(To do) Please filter the listing below down to every line that contains the string "soil", and copy those lines. Case counts.

Point labeling dataset excerpts:
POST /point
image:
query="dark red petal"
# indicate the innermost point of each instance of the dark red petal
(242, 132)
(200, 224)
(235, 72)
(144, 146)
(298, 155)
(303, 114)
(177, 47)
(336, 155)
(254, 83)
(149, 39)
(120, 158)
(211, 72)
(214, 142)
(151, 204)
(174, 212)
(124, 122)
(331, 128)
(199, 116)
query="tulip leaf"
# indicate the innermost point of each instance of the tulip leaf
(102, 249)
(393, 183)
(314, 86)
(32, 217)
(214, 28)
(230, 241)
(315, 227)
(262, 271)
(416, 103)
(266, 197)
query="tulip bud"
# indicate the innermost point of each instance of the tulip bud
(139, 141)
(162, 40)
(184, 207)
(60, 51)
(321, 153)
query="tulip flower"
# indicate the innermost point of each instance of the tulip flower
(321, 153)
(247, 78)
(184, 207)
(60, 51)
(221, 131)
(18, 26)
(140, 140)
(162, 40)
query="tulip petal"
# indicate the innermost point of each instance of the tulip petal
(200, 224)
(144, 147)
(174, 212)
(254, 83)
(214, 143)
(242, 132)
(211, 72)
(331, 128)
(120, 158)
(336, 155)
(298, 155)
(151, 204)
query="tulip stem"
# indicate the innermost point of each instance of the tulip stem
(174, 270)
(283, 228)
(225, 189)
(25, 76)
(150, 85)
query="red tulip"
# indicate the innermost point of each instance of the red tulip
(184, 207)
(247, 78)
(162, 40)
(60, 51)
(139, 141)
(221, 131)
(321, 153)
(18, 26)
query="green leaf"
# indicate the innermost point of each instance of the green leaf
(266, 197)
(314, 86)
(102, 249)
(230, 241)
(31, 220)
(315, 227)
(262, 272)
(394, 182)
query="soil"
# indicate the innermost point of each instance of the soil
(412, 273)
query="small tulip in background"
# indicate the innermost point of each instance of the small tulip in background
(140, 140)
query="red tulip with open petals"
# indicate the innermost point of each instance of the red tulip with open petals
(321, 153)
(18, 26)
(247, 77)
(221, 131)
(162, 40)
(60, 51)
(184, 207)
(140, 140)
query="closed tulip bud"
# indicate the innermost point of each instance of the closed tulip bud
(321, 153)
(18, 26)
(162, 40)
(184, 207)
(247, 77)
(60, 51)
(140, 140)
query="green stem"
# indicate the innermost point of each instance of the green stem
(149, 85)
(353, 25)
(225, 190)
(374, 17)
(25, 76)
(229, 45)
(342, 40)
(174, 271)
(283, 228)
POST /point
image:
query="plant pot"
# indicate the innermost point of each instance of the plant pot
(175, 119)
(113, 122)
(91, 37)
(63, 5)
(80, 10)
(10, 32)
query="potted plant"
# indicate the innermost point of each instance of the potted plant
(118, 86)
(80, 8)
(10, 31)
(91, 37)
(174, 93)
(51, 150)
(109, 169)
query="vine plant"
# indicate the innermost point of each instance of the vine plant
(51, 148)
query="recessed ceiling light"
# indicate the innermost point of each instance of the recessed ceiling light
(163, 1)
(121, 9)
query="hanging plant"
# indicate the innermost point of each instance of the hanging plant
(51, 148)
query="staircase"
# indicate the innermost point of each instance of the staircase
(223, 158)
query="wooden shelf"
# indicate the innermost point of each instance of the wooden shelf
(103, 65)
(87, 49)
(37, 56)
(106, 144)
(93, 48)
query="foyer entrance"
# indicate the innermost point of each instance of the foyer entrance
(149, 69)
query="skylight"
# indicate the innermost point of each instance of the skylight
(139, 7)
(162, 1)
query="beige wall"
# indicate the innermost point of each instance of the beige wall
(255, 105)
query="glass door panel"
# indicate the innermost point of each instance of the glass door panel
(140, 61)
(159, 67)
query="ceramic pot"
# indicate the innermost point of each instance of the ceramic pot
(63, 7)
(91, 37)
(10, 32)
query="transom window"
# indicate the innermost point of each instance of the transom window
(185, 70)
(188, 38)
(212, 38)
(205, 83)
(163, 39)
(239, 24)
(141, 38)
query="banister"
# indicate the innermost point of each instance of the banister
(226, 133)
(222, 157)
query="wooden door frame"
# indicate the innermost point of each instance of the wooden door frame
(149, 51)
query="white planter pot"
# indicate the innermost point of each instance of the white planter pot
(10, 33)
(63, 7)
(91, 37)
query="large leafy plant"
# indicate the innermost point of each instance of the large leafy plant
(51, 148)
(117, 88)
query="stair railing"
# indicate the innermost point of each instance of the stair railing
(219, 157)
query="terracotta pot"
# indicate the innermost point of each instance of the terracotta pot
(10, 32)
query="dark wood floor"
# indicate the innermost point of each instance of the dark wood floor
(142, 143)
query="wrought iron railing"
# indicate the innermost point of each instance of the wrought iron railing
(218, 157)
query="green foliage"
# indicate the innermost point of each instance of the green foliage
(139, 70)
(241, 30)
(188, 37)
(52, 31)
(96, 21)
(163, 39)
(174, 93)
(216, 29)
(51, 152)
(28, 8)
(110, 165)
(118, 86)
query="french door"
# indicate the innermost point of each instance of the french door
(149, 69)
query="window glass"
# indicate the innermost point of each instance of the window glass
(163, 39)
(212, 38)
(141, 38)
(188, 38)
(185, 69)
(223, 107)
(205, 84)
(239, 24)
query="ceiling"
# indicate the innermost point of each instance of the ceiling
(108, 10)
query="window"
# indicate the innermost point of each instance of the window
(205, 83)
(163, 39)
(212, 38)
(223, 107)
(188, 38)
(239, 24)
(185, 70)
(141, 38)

(Written answer)
query="soil"
# indicate the innermost point of each instance of the soil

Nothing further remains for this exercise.